Segmentation mask data:
>>
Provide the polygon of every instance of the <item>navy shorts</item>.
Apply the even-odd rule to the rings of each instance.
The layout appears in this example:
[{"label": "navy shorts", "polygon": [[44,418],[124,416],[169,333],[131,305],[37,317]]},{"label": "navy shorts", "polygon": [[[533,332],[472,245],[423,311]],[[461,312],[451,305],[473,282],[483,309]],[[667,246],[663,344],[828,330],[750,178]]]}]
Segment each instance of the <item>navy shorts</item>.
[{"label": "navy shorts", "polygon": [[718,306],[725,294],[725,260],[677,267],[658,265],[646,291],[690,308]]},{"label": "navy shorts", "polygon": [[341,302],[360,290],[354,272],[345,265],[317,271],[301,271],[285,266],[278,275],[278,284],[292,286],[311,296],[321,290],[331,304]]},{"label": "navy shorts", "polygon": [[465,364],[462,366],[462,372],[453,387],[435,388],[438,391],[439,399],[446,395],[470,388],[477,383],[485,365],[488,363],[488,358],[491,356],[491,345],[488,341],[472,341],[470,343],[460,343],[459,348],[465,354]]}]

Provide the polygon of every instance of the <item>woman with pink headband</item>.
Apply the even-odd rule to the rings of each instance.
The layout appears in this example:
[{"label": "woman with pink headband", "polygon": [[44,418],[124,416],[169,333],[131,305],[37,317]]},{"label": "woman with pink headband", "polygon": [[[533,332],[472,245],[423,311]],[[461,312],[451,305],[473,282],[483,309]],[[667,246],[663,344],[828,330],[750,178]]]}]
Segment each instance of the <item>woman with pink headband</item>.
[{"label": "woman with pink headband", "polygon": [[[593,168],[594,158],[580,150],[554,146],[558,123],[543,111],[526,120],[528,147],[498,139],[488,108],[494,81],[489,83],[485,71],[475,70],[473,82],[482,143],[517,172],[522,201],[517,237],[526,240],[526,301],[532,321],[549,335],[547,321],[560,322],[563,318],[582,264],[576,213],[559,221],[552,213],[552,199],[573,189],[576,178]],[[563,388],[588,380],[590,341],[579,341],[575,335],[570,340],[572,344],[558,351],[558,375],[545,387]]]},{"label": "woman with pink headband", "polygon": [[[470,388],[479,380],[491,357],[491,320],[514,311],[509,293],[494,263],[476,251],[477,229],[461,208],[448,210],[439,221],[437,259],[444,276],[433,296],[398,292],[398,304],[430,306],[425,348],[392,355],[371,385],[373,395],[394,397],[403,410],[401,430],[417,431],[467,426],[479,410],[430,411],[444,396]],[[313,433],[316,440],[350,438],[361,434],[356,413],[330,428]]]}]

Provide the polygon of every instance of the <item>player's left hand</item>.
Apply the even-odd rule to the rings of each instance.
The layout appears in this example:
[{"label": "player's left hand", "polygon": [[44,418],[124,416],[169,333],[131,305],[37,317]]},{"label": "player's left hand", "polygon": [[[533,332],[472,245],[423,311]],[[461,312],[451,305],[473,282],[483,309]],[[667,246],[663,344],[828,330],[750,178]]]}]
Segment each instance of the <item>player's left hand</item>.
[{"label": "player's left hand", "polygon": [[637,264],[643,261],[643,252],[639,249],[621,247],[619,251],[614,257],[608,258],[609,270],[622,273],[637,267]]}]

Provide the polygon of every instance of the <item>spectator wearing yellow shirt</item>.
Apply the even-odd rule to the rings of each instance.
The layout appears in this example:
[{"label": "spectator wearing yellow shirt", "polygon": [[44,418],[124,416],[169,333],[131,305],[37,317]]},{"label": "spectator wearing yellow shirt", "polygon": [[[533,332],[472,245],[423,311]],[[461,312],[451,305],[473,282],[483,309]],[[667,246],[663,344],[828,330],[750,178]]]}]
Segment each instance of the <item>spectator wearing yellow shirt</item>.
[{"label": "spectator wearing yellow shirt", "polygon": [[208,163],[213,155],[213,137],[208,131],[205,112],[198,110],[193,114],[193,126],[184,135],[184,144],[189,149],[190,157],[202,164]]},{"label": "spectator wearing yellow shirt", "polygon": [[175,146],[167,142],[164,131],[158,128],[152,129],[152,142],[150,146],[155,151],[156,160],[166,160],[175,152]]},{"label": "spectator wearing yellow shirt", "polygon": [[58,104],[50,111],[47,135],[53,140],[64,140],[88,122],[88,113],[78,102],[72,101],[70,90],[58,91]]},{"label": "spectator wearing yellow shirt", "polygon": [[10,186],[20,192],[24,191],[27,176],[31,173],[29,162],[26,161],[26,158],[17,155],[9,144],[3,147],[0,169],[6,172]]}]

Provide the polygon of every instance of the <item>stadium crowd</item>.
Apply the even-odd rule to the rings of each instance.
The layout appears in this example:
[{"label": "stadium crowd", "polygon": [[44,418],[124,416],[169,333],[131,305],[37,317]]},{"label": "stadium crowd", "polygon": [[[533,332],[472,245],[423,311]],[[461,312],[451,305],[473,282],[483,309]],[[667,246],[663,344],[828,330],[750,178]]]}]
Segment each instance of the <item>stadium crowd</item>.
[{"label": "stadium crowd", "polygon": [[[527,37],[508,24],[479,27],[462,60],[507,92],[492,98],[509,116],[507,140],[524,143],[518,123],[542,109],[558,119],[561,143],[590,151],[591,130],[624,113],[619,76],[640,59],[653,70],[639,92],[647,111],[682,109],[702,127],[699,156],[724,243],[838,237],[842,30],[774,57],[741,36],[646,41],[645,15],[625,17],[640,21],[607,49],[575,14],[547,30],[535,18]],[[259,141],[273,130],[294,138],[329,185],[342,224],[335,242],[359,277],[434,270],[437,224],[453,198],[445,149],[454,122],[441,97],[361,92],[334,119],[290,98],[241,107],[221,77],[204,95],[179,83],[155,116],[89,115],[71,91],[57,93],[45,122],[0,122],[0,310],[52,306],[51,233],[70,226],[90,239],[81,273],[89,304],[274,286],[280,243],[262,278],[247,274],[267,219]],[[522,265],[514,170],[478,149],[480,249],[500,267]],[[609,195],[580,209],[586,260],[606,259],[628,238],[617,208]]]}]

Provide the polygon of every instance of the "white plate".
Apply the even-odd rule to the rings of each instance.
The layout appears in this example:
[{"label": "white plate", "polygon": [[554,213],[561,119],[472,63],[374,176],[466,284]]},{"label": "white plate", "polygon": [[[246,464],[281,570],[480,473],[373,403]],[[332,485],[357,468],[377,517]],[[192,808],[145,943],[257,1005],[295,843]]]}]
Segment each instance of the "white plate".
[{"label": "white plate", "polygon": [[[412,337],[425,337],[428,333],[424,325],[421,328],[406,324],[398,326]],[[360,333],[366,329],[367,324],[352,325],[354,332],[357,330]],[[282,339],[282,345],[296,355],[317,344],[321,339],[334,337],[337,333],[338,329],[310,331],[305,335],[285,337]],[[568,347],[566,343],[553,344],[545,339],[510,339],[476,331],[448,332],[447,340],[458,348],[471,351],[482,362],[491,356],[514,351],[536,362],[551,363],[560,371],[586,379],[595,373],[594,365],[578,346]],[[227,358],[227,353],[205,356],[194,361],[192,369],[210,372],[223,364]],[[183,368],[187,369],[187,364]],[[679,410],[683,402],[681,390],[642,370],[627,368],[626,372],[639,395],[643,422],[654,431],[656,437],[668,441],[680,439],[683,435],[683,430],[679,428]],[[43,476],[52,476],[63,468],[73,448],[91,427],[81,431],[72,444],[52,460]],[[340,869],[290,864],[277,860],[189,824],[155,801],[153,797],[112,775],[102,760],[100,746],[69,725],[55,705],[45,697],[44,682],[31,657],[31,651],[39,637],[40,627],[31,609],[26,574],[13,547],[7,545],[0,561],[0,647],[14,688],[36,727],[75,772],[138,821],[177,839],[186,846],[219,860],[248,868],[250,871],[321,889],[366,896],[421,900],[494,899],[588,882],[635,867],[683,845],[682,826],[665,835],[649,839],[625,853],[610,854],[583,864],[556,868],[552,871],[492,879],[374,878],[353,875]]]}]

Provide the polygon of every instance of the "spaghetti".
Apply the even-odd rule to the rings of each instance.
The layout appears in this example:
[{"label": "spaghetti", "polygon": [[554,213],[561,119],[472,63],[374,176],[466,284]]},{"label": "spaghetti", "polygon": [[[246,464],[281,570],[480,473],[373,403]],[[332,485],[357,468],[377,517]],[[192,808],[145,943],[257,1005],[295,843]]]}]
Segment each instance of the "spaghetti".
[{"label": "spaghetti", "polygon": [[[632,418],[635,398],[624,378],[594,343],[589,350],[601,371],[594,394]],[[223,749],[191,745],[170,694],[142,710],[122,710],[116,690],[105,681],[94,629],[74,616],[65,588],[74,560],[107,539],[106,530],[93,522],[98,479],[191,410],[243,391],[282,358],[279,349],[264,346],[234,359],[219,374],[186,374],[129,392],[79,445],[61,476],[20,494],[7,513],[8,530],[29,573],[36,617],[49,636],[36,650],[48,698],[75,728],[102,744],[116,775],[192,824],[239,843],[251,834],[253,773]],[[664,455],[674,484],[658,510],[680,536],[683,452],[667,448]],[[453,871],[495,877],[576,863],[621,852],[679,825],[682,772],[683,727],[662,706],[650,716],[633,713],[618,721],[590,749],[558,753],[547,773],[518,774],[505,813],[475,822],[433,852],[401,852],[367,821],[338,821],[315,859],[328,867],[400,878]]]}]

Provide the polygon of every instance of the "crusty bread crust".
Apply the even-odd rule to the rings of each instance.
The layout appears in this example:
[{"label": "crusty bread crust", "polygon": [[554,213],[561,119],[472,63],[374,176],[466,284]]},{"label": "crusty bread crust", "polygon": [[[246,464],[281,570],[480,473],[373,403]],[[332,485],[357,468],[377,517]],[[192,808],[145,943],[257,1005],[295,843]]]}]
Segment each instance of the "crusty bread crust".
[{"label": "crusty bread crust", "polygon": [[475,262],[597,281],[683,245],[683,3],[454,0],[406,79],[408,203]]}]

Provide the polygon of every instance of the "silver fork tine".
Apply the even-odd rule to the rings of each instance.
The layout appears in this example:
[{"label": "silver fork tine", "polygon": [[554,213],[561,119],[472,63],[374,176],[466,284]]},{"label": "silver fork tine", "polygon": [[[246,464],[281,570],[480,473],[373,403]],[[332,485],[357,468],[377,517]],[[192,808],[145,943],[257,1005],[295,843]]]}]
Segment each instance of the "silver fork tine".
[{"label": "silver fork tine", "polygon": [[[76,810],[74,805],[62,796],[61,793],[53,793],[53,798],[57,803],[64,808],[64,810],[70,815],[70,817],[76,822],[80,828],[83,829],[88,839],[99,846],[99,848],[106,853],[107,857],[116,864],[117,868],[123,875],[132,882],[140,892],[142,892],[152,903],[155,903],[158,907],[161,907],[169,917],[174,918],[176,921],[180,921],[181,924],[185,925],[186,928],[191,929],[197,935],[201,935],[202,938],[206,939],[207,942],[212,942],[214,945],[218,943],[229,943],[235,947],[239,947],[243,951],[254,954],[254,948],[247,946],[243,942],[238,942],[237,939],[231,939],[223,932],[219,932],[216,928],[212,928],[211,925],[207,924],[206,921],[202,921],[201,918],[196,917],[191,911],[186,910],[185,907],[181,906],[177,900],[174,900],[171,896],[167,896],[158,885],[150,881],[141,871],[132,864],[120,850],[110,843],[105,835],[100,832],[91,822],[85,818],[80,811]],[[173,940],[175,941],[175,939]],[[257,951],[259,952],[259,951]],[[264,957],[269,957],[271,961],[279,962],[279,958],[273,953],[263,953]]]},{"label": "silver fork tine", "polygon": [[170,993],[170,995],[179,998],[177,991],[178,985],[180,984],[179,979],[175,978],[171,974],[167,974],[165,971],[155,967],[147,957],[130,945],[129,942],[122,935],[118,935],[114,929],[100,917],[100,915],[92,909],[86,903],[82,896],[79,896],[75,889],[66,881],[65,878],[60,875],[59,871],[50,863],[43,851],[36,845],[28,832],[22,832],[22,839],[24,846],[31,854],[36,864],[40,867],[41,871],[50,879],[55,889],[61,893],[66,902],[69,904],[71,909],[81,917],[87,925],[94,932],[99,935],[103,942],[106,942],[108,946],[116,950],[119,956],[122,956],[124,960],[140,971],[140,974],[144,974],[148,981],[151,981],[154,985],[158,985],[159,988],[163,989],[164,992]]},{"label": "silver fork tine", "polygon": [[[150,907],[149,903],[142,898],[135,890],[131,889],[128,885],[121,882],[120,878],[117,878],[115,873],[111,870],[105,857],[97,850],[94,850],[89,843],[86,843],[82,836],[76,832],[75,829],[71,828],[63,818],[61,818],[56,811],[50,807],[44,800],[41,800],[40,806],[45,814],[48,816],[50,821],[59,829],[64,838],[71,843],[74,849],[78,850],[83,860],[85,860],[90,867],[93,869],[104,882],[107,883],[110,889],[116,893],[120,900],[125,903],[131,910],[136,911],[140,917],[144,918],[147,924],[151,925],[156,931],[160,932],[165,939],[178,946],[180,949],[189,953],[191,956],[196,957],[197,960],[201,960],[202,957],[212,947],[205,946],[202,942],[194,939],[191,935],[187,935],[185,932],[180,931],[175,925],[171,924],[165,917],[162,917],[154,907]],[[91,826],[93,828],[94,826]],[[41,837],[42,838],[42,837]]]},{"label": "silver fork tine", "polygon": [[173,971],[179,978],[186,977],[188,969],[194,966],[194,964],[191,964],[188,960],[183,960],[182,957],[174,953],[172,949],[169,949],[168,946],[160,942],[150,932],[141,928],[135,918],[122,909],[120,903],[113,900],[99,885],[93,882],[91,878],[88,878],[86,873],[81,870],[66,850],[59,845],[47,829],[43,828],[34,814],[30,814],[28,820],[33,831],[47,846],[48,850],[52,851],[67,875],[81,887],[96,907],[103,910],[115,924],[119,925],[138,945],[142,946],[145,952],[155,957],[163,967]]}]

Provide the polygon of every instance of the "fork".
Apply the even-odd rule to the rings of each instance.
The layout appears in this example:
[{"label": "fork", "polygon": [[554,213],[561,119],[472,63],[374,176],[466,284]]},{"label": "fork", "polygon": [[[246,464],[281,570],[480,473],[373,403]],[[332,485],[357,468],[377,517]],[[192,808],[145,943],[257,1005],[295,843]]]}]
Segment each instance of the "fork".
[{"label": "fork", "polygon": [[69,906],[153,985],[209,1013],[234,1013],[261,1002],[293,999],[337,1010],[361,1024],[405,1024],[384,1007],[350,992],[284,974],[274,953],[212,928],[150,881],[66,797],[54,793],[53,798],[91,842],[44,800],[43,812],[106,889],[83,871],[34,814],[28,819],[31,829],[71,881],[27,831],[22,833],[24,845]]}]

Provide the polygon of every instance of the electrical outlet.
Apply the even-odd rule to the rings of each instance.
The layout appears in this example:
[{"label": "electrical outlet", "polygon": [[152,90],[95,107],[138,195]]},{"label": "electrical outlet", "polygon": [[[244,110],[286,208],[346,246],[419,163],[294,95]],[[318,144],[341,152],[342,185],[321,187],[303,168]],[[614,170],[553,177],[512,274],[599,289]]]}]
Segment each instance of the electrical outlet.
<<
Select and copy each line from the data that includes the word "outlet".

Written response:
Provide the polygon of every instance of the electrical outlet.
[{"label": "electrical outlet", "polygon": [[152,90],[95,107],[138,195]]},{"label": "electrical outlet", "polygon": [[[244,110],[286,208],[346,246],[419,163],[294,95]],[[318,144],[341,152],[342,185],[321,187],[303,168]],[[614,170],[553,177],[512,274],[599,289]]]}]
Segment each instance of the electrical outlet.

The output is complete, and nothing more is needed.